* _Письменное задание A_: С какой должности бывший премьер-министр начал карьеру после института, согласно интервью?
* _Письменное задание B_: Перепишите фрагмент интервью от «Бывший премьер-министр считает, что» до «решении кадровых вопросов.», заменив «чак-чак» на «эчпочмак».

* _Отрывок_:

Бывший премьер-министр считает, что основными управленцами в республики являются родственники. В интервью он рассказал, как Гайдар воспринял чак-чак за взятку, насколько помогали в развитии экономики Татарии личные связи с руководством России, и почему он обращался в КГБ при решении кадровых вопросов.
– Мухаммат Галямович, вы были активным участником процесса в начале 90-х , так называемого «парада суверенитетов». Можете объяснить, почему руководство Татарии тогда использовало в политических целях национальный вопрос?
– Это был сложный вопрос времени. Народ республики вдруг получил возможность высказывать свое мнение, и то, чего раньше побаивались говорить публично, стало возможно обсуждать в прессе. Трудно сказать, плюс это или минус, но любой человек зависим от образования, опыта работы, его взаимоотношений. Поэтому и мнения были разными.
Я начинал свою карьеру после института с помощника бурильщика, и прошел все ступени партийной и хозяйственной лестницы до поста премьер-министра. Тогда уже понимал, что управление в стране было слишком централизовано, у республик и областей не было самостоятельности, любой вопрос нужно было согласовывать с Москвой. Потеря времени на это снижала эффективность.
В то историческое, смутное время – конце 80-х и начале 90-х – центра как такового не стало, и все проблемы легли на плечи руководства республики. В этой ситуации нужно было выработать единую линию поведения. У нас была мощная команда единомышленников, мы находили наиболее эффективные пути решения вопросов.
Мощнейшая, экономически развитая республика не могла раньше воспользоваться теми благами, которые производила. На территории республики были предприятия военно-промышленного комплекса, и несмотря на то, что на них работали люди, проживающие в республике, их руководство подчинялось только центру. Доходило до того, что руководители республики не имели права входить на территорию некоторых предприятий ВПК.
Когда наступило новое время, то задача нашей команды – Шаймиев, Лихачев, я и впоследствии Мухаметшин – была в поиске пути эффективного использования богатств республики и ее развития. В то время мы были, как я уже сказал, командой единомышленников.
– Понятно, что республика должна быть хозяином своих богатств, но почему был востребован именно способ с использованием националистического движения? Ведь руководство в спорах с Москвой всегда ссылалось именно на мнение активистов нацдвижения…
– Это был сложный период, пути развития которого лидеры разных партий и движений видели по-разному. Некоторые говорили, что республика настолько богата, что сможет прожить сама по себе. Я был сторонником другого пути: да, мы были богатые, но что станет делать с этим богатством, если окружим себя границами? Обратно закачивать нефть? Нам были нужны связи с другими республиками Союза, регионами России. В то время мы добывали по 100 тонн нефти в год, и цены на нее согласовывали с нажимом, хотели, чтобы было выгоднее республике.

* _Предоставленные данные_:
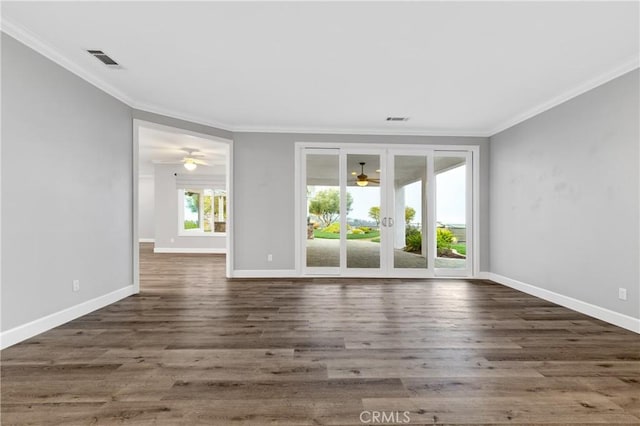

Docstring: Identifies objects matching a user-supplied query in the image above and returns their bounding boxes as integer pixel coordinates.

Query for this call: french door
[300,146,473,277]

* _Полный ответ A_: С должности помощника бурильщика.

* _Полный ответ B_:
Бывший премьер-министр считает, что основными управленцами в республики являются родственники. В интервью он рассказал, как Гайдар воспринял эчпочмак за взятку, насколько помогали в развитии экономики Татарии личные связи с руководством России, и почему он обращался в КГБ при решении кадровых вопросов.